• **Задача**
Пожалуйста, ответьте по комментарию к роману Новалиса: кто олицетворяет Поэзию во второй части по замыслу автора?

• **Исходный текст**
------------------------------------------------------------

Там буду я услаждать вас увлекательными зрелищами… — Не забудем, что Месяц (он же старый Шванинг), отец Джиннистан (Фантазии), становится директором театра и потому нуждается в сотрудничестве Музы.
Три кариатиды — это Парки, окаменевшие, как и сфинкс. На них держится брачное ложе, в которое превратился трон… В царстве Софии любящие, как небожители, по Гёльдерлину, пребывают вне судьбы.
В набросках к роману встречается такой фрагмент:
«Старинная икона Божией Матери в дуплистом дереве над ним. Слышится голос — он должен построить капеллу. Под покровительством иконы девушка-пастушка, ее воспитывают видения. Икона посылает его к мертвым — обитатели монастыря — мертвые».
Этот фрагмент явно относится к началу второй части. Он проливает свет на ее название, объясняя, что это за монастырь. В собрании фрагментов «Цветочная пыльца», опубликованном при жизни Новалиса (1798), находится такой фрагмент: «Жизнь — начало смерти. Жизнь (существует) во имя смерти. Смерть — скончание и начало одновременно, разлука и теснейшие узы одновременно. Смертью завершается ограничение».
По замыслу Новалиса, во второй части, в начале и в конце каждой главы слово должно было предоставляться поэзии: «Между главами говорит Поэзия». Поэзию олицетворяет Астралис, сидерический человек или звездный дух. Он зачат первым поцелуем Генриха и Матильды на пиру, о чем напоминает сам Астралис: «Пир поцелуем кончился, не так ли?» Новалис пишет в набросках: «Рождение сидерического человека с первым объятием Матильды и Генриха». По древним восточным представлениям, первые люди и райские духи бывали зачаты поцелуем или взглядом. На образ Астралиса повлияло учение Якоба Бёме о семи духах-родниках, а также, возможно, воззрения Парацельса, известного оккультиста, алхимика и врача.
Теофраст Бомбаст фон Гогенгейм, прозванный Парацельсом (1493–1541), один из прототипов Фауста, учил, что в каждой частице природы присутствует архей (дух-начальник, предвосхищение лейбницевской монады или субстанциального деятеля по Н. О. Лосскому), так что звездный человек Астралис в романе Новалиса мог быть вызван влиянием Парацельса.
Веселый вечер тот — вечерний пир в доме старого Шванинга (см. гл. 6).
Обрел я самого себя в тот миг… — Представление о мысли, обретающей тело, встречается у Парацельса.
…И стала боль моя невыносимой. — Немецкие комментаторы усматривают в соответствующих строках оригинала перекличку с первой версией «Фауста» Гёте («Фауст. Фрагмент». 1790).
Стремлюсь я в мир и о земле ревную.
Снести бы счастье мне и боль земную.
(Пер. В. Микушевича)
Был светел холм… — Эта строка перекликается с «Гимнами к Ночи» (фраг. 3): «Облаком праха клубился холм — сквозь облако виделся мне просветленный лик любимой».
…Пророчества тогда крылами стали. — Вероятно, подразумеваются слова Клингсора, завершающие седьмую главу: «Дети мои! — произнес он. — Храните ваши узы вопреки самой смерти. Что же такое вечная поэзия, если не жизнь в любви и верности».

------------------------------------------------------------

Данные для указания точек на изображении
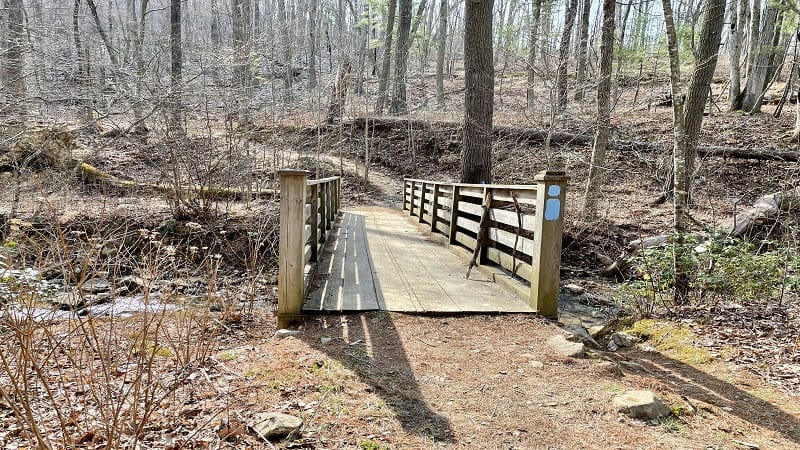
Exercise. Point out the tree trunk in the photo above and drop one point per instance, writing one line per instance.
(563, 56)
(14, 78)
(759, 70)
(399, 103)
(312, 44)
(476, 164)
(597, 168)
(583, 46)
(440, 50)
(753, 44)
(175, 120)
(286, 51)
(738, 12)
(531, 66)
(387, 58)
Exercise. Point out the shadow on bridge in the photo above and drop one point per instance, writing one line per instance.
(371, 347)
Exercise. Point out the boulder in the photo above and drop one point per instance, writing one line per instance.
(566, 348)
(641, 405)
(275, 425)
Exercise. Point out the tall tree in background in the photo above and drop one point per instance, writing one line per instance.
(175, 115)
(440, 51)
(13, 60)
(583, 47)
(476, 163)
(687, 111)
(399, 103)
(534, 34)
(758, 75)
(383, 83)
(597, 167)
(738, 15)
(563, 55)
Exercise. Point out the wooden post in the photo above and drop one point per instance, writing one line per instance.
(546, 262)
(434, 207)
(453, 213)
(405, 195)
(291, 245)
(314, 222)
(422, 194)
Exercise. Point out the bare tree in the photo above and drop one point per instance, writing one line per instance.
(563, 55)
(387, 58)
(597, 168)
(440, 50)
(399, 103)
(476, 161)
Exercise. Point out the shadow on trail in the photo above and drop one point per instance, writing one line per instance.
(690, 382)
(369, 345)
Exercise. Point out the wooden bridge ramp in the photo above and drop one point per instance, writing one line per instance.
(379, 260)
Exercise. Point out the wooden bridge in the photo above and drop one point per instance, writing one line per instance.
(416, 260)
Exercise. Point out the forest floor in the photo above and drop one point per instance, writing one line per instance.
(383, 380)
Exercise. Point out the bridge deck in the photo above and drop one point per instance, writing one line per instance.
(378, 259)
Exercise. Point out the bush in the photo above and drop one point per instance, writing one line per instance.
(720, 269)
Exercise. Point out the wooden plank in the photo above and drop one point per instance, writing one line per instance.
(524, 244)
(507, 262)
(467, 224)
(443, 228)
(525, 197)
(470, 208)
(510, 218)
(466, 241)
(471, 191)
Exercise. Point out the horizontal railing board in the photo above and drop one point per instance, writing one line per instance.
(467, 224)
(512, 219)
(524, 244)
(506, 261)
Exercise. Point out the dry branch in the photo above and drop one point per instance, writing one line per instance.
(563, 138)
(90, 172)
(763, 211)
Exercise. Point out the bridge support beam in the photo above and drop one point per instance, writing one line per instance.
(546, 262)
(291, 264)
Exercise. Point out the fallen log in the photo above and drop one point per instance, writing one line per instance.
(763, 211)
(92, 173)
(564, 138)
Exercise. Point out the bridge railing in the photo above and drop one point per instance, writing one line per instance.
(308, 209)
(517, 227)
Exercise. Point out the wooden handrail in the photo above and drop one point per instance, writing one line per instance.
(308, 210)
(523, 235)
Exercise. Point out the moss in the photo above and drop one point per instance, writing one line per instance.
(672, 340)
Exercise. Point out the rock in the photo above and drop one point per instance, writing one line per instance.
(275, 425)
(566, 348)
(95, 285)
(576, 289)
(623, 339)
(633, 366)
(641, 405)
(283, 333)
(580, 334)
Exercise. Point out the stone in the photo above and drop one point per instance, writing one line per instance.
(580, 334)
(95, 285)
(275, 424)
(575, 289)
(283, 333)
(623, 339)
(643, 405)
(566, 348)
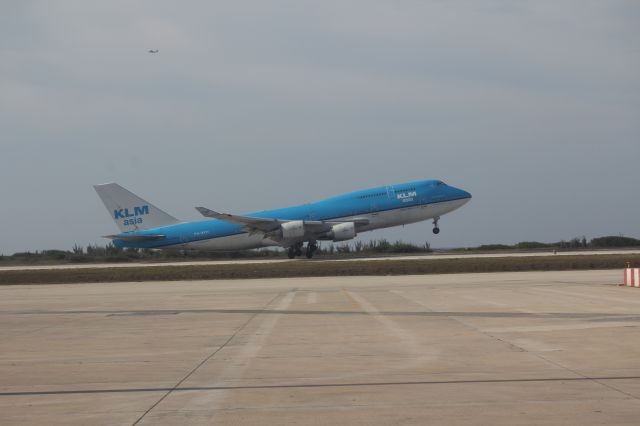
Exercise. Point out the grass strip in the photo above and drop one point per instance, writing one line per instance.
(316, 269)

------------------------------------------------------------

• **Ответ**
Поэзию олицетворяет Астралис, сидерический человек или звездный дух.